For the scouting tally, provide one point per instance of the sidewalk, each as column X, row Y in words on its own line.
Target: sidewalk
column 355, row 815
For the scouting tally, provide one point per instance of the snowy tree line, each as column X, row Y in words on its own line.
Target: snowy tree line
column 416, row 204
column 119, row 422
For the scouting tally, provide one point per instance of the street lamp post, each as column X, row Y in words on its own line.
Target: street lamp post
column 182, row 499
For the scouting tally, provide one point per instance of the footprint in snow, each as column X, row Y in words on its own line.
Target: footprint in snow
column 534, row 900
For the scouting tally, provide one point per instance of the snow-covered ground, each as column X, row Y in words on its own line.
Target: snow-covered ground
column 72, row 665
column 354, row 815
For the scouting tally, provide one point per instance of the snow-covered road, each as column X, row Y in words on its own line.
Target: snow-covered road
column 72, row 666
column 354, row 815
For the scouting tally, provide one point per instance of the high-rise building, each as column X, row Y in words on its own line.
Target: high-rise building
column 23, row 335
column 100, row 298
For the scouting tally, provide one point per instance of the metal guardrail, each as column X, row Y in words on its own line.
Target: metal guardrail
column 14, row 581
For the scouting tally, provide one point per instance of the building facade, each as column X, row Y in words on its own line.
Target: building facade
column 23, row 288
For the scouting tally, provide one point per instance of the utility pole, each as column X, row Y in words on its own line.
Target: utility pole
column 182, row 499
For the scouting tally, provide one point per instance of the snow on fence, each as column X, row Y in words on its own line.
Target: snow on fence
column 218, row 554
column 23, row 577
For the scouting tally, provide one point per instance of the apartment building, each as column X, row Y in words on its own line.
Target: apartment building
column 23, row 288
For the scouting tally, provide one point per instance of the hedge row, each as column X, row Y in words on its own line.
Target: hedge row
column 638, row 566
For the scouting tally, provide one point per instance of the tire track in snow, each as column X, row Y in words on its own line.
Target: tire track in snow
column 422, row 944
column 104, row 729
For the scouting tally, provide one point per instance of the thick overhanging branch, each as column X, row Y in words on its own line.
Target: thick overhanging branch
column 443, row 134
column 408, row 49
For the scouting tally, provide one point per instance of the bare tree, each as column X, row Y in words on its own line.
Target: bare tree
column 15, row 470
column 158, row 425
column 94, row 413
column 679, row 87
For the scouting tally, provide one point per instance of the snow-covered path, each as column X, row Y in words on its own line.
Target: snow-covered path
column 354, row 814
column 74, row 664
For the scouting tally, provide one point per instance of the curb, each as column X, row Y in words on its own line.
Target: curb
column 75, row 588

┄┄┄┄┄┄┄┄┄┄

- [EXERCISE INSTRUCTIONS]:
The full set of records must be transcribed character for character.

- [SOLUTION TO THE EXERCISE]:
For the scouting tally, provide one point per instance of the sidewalk, each as column X, row Y in words on its own line.
Target: sidewalk
column 355, row 815
For the scouting tally, provide one point per instance of the snowy tree line, each as column X, row Y in words on its own line.
Target: snowy tree line
column 416, row 204
column 119, row 422
For the scouting tally, provide one point per instance of the street lamp post, each as column X, row Y in words on its own line.
Target: street lamp post
column 182, row 499
For the scouting tally, provide one point per instance of the footprint in snow, each as column X, row Y in words on its own line.
Target: footprint in snow
column 534, row 900
For the scouting tally, provide one point per instance of the snow-covered ground, each as column X, row Y in words on its own line.
Target: snow-covered ground
column 72, row 665
column 354, row 815
For the scouting tally, provide one point per instance of the snow-covered road, each as column X, row Y in words on its own line.
Target: snow-covered road
column 72, row 666
column 354, row 815
For the scouting tally, provide one point per instance of the high-rise building, each as column X, row Y in words on its own line.
Target: high-rise building
column 23, row 335
column 100, row 298
For the scouting tally, provide one point per instance of the metal guardrail, each as column X, row Y in words on its own line.
Target: metal guardrail
column 14, row 581
For the scouting tally, provide one point per instance of the building facade, each as column X, row Y in words on its own line.
Target: building facade
column 23, row 288
For the scouting tally, provide one point per instance of the utility pole, each as column X, row Y in words on its own line.
Target: utility pole
column 182, row 499
For the scouting tally, provide one point per instance of the snow on fence, each as column X, row Y in words on its own line.
Target: snow on fence
column 218, row 554
column 23, row 577
For the scouting tally, provide one point per instance of the apartment building, each as column X, row Y in words on its own line.
Target: apartment building
column 23, row 288
For the scouting tally, provide one point per instance of the hedge row, each as column X, row Y in words on its own line.
Target: hedge row
column 638, row 566
For the scouting tally, provide one point per instance of the tire track in snow, each as column X, row Y in words on its own line.
Target: tire track in snow
column 422, row 944
column 104, row 729
For the scouting tally, provide one point per instance of the thick overhanging branch, each as column X, row Y in words on its own line.
Target: thick overhanging branch
column 443, row 134
column 408, row 49
For the scouting tally, provide one point per instance of the bare tree, each as column X, row Y in words on its own line.
Target: bare tree
column 15, row 470
column 158, row 425
column 94, row 413
column 679, row 87
For the scouting tally, provide one point per instance of the snow-covered path, each as column X, row Y in words on its own line.
Target: snow-covered path
column 354, row 814
column 74, row 664
For the scouting tally, provide one point per instance of the curb, each as column X, row Y in words on its own line.
Target: curb
column 75, row 588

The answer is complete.